## DATA FOR THIS EXERCISE
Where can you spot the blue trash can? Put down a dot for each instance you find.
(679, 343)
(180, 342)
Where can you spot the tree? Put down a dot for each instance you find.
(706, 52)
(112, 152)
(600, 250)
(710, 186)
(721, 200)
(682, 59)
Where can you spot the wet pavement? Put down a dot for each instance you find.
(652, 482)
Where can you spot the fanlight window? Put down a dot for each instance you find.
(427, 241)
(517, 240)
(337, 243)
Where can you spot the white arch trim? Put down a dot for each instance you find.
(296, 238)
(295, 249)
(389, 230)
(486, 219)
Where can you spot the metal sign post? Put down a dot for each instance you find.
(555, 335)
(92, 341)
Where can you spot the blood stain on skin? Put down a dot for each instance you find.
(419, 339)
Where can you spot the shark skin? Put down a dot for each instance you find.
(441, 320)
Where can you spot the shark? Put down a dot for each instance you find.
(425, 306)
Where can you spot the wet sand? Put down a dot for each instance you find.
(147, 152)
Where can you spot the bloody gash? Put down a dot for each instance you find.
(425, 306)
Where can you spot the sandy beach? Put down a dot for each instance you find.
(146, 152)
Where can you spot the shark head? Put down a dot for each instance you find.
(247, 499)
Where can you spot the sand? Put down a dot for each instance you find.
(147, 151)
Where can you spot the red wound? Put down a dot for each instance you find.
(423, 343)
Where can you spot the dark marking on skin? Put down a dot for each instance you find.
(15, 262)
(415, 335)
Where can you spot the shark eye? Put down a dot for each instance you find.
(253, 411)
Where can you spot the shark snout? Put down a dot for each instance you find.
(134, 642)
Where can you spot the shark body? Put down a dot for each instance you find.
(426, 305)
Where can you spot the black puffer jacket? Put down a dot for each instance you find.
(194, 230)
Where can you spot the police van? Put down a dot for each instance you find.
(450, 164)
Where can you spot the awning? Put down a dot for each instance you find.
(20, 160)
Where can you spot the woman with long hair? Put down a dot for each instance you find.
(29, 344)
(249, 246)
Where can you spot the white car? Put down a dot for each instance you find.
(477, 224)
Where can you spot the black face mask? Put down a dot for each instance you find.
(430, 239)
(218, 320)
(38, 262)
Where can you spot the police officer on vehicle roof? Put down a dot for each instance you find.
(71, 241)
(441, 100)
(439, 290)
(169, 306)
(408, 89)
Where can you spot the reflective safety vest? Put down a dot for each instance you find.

## WHAT THE EXERCISE ASKS
Repeat exactly the lines from the line containing "Where can you spot the woman" through the last line of the records above, including both, and nothing else.

## RESPONSE BOX
Where can you spot the woman with long hair? Put down a dot for each instance you find.
(29, 344)
(249, 246)
Where can you spot the white car? Put down a dot for each instance you find.
(477, 224)
Where can you spot the black face mask? Put down a dot for each instance you find.
(430, 239)
(218, 320)
(38, 262)
Where can you spot the police officer on vehicle roof? Put down a dot for each instance you find.
(71, 241)
(441, 100)
(439, 290)
(169, 306)
(408, 89)
Where can you spot the reflective safety vest? Put down a dot for each instance you find.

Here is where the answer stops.